Work to complete: Take the entries below and print all of them exactly, please.

Data supplied:
┄┄┄┄┄┄
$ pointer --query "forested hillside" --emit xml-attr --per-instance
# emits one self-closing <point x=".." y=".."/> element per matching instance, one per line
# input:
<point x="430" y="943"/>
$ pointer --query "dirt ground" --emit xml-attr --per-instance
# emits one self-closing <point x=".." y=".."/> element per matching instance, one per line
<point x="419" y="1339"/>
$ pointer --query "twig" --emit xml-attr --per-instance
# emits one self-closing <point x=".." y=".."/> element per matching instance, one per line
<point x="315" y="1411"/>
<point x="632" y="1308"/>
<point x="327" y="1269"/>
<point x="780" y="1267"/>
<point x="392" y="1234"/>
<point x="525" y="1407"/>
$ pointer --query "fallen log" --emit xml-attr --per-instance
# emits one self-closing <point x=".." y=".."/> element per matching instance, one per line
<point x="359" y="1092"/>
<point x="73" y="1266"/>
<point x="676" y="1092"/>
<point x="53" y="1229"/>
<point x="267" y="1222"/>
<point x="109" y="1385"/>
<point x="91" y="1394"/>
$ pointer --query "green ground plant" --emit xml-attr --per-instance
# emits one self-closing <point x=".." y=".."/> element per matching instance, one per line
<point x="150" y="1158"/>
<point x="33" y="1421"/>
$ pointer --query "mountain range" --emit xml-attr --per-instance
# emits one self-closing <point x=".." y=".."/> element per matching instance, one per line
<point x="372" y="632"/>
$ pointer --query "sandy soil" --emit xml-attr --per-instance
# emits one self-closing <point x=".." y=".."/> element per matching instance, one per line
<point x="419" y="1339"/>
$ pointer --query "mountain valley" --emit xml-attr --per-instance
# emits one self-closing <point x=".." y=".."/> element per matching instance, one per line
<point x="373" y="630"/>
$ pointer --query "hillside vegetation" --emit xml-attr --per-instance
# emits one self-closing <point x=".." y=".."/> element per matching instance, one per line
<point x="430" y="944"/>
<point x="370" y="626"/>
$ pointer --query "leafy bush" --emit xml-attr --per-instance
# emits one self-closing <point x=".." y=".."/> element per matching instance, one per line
┄┄┄┄┄┄
Solution to the exercise:
$ pointer --query "forested hillside" --emit xml-attr --per-instance
# emits one self-closing <point x=".." y=".."/> element per matching instance, one per line
# input:
<point x="430" y="943"/>
$ pointer --query "dirt ground" --emit xml-attr --per-instance
# emits one self-closing <point x=".." y=".."/> element per matching instance, one per line
<point x="419" y="1339"/>
$ pointer --query "twig" --emit xml-attr --per-instance
# emits one self-closing <point x=".." y=".."/> element per matching instance, one per line
<point x="315" y="1411"/>
<point x="632" y="1308"/>
<point x="327" y="1269"/>
<point x="780" y="1267"/>
<point x="392" y="1234"/>
<point x="525" y="1407"/>
$ pointer --query "fallen log" --emit xml-attr --per-instance
# emits one self-closing <point x=".." y=".."/> element per matching instance, one per line
<point x="359" y="1092"/>
<point x="73" y="1266"/>
<point x="676" y="1092"/>
<point x="53" y="1229"/>
<point x="267" y="1222"/>
<point x="109" y="1385"/>
<point x="91" y="1394"/>
$ pointer --query "green ground plant" --emit xml-attr --per-instance
# emits one self-closing <point x=".." y=".."/> element per matching instance, one per line
<point x="150" y="1158"/>
<point x="33" y="1421"/>
$ pointer --query "mountain range" --emit xml-attr --per-instance
# emits one self-closing <point x=".." y=".."/> element per matching instance, one per line
<point x="372" y="632"/>
$ pointer --query "sandy soil" --emit xml-attr --per-instance
# emits one self-closing <point x=".." y=".."/> element per matching instance, one per line
<point x="419" y="1339"/>
$ pointer --query "mountain valley" --emit xml-attr --per-instance
# emits one self-closing <point x=".." y=".."/> element per matching instance, one per line
<point x="373" y="630"/>
$ pointer --query "hillside vegetation" --emit xml-attr --per-instance
# emits one self-closing <point x=".." y=".."/> element per matching instance, one per line
<point x="430" y="944"/>
<point x="370" y="626"/>
$ pointer --query "leafy bush" --emit xml-attr --per-instance
# emits one self-closing <point x=".." y=".."/> element per matching instance, one per line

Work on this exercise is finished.